[Material shown]

►

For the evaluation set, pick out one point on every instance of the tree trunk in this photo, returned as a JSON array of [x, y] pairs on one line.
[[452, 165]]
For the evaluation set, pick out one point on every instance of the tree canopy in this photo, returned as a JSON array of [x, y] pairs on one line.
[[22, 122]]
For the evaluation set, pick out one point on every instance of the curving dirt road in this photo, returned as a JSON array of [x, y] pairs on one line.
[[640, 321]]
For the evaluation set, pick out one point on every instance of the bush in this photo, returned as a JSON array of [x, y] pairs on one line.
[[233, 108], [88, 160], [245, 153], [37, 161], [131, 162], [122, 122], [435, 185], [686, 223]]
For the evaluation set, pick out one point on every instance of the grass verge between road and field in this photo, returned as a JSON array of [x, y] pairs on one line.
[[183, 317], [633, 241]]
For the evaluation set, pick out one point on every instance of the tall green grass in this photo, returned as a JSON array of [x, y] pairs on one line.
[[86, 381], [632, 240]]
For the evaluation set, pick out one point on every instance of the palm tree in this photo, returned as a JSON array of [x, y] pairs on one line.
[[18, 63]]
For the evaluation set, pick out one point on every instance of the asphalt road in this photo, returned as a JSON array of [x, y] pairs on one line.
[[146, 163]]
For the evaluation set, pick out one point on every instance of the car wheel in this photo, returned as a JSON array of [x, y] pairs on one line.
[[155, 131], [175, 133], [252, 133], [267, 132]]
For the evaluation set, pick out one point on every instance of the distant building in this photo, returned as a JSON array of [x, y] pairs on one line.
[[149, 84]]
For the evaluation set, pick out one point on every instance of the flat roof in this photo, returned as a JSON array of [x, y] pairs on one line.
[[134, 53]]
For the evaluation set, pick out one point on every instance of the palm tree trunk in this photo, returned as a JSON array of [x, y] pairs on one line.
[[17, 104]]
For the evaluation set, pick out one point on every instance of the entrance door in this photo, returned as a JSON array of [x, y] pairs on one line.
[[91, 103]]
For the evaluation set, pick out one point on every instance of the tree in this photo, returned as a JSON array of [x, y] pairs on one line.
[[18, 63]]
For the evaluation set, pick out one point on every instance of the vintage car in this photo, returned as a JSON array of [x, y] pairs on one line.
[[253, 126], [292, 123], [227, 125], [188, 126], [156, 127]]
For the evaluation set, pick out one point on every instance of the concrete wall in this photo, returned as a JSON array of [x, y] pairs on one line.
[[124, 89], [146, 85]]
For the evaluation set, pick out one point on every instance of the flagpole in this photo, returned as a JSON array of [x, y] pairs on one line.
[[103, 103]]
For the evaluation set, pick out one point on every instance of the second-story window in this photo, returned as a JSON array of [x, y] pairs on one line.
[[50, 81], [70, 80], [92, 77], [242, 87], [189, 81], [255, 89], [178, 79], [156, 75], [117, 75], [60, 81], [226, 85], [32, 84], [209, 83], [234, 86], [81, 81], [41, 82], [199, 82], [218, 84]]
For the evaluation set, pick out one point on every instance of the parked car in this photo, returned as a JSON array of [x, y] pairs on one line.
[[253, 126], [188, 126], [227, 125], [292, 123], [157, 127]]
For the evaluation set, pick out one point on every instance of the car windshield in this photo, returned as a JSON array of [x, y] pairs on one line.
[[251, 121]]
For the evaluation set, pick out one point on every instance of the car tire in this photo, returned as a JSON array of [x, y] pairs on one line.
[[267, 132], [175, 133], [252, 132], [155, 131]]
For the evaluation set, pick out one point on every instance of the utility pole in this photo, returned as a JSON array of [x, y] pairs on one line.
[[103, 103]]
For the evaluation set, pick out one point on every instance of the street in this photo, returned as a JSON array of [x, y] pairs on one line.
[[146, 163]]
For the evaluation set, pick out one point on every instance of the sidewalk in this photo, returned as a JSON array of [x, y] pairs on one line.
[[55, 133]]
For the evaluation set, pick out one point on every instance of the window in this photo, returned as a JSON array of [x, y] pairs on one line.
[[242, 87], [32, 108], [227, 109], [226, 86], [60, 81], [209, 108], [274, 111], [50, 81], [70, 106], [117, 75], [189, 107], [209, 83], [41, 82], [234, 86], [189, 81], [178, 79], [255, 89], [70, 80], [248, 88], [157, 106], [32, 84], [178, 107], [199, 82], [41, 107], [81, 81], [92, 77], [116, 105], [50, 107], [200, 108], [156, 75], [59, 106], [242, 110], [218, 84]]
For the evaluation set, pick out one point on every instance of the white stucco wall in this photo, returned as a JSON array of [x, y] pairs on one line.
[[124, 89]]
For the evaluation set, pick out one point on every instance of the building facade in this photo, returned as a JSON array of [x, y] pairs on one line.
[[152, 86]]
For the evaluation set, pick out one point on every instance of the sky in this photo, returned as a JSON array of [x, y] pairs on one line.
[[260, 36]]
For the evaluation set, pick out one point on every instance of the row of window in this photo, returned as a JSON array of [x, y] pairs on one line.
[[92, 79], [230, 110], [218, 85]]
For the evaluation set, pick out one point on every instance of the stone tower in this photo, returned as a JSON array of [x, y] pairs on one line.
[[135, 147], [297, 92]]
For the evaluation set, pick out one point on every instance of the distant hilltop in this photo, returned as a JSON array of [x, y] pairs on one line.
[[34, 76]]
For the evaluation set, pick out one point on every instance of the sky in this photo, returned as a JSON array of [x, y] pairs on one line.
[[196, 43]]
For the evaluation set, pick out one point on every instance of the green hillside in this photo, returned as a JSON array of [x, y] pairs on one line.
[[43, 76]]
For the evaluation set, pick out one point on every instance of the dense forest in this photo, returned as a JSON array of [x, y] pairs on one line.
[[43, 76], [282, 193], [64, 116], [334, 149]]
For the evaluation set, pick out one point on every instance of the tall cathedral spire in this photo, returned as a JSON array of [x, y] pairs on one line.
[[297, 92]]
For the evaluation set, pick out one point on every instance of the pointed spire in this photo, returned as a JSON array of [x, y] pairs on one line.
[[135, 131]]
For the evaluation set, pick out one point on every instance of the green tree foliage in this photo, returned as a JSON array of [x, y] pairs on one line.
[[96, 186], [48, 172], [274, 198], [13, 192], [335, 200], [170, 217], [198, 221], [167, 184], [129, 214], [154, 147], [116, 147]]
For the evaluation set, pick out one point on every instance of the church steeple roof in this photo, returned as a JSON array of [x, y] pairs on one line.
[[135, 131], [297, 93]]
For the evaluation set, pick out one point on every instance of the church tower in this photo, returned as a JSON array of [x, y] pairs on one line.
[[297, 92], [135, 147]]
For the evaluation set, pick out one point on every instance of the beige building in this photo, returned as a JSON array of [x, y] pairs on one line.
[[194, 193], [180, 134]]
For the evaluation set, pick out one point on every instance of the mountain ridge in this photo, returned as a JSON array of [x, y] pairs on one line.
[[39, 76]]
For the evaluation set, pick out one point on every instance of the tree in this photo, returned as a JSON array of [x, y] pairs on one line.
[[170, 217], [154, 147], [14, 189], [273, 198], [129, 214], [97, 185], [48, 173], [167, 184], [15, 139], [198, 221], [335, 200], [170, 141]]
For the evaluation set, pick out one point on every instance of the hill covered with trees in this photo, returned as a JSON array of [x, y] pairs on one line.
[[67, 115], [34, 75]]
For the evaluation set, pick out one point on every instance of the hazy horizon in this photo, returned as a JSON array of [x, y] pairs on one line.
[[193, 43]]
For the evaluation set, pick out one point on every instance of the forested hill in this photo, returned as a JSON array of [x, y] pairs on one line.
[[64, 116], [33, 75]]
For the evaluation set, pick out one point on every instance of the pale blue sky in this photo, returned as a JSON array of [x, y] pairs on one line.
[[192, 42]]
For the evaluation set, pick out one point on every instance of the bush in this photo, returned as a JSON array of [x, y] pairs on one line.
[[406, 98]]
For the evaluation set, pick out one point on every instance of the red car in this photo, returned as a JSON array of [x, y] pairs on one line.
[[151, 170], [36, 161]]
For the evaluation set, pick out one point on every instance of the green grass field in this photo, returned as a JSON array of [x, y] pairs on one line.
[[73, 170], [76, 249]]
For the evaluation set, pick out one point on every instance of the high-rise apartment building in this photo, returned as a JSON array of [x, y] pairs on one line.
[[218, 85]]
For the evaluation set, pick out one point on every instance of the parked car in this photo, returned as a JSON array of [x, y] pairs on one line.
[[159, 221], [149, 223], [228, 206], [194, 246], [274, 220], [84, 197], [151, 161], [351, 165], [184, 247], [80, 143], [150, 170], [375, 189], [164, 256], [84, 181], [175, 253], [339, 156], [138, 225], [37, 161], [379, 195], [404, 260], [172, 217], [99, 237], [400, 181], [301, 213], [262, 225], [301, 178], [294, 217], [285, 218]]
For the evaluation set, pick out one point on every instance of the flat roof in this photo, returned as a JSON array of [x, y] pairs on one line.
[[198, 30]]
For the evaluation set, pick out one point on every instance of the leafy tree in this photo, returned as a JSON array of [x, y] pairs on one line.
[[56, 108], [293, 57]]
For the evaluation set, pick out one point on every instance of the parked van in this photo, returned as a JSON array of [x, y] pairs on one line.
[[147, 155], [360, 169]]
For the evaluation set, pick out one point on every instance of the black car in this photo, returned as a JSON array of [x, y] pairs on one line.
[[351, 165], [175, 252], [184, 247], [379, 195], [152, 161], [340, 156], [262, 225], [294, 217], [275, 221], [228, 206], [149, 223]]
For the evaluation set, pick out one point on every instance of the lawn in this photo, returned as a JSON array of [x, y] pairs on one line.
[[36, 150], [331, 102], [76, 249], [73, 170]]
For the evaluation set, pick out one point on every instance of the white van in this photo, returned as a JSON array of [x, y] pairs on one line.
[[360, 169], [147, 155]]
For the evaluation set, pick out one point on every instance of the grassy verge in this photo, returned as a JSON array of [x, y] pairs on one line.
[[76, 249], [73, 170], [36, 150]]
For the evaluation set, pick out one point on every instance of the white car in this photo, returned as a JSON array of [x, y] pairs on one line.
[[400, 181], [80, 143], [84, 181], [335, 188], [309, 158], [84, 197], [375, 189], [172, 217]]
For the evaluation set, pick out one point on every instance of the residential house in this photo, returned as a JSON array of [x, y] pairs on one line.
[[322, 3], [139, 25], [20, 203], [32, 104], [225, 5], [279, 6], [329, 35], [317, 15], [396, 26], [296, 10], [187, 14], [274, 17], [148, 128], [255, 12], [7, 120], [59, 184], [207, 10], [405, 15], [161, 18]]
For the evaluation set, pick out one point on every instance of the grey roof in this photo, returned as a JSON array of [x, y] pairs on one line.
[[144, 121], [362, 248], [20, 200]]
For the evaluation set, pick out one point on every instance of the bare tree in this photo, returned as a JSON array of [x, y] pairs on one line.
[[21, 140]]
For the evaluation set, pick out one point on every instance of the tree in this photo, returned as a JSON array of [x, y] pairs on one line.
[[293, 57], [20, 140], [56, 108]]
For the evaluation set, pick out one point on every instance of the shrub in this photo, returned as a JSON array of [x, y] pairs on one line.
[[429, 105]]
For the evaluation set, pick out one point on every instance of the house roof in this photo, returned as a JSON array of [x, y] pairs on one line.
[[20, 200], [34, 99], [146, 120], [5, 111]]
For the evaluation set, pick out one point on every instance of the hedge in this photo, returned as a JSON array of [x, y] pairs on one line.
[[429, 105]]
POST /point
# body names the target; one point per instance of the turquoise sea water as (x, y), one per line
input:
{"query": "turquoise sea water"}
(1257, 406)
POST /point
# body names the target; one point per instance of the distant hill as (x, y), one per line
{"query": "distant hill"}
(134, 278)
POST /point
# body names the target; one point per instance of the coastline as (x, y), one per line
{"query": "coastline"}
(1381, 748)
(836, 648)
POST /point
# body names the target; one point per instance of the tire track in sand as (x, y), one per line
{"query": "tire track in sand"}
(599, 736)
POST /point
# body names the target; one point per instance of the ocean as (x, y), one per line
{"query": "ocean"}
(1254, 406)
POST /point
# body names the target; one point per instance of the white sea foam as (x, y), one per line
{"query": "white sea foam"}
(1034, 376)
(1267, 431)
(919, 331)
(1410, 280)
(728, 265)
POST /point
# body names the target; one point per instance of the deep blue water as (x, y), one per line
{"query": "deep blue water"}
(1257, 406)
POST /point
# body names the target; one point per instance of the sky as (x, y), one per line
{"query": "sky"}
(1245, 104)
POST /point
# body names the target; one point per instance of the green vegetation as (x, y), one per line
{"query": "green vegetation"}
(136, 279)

◄

[Task goal] Render the records as a JSON array of strings, starting at the line that contains "of the black" and ending at the line that contains "[[21, 140]]", with both end lines included. Emit one string per line and omit blank lines.

[Final result]
[
  "For the evaluation set, pick out one point on every instance of the black car in this photo, returned as a JSON array of [x, y] pairs on one line.",
  "[[351, 165], [175, 252], [184, 247], [379, 195], [152, 161], [340, 156], [262, 225], [294, 217], [275, 221], [228, 206], [149, 223]]",
  "For the evaluation set, pick out one point on every instance of the lawn in this photo, returned as a JSON array of [x, y] pairs on one line.",
  "[[36, 150], [331, 102], [76, 249], [73, 170]]",
  "For the evaluation set, pick out one point on every instance of the white van in this photo, returned as a JSON array of [x, y] pairs on one line.",
  "[[360, 169], [147, 155]]",
  "For the evaluation set, pick out one point on every instance of the grassy verge in this photo, returned as a JSON array of [x, y] pairs on one line.",
  "[[76, 249], [73, 170], [36, 150]]",
  "For the evaluation set, pick out one point on every instance of the white car in this photo, returned as a JSON array of [x, y] pairs on one line.",
  "[[400, 181], [80, 143], [84, 181], [335, 188], [309, 158], [84, 197], [375, 189], [172, 217]]",
  "For the evaluation set, pick out one point on every instance of the residential house in this photo, returned as a JSON array of [x, y] pairs on one line.",
  "[[322, 3], [139, 25], [20, 203], [32, 104], [225, 5], [279, 6], [329, 35], [317, 15], [396, 26], [296, 10], [187, 14], [274, 17], [148, 128], [255, 12], [7, 120], [59, 184], [207, 10], [405, 15], [161, 18]]",
  "For the evaluation set, pick out one point on every instance of the grey roof in this photo, returned as a JSON array of [x, y] pairs on one line.",
  "[[144, 121], [362, 248], [20, 200]]",
  "For the evaluation set, pick out one point on every instance of the bare tree in this photo, returned as a JSON array of [x, y] pairs on one line.",
  "[[21, 140]]"
]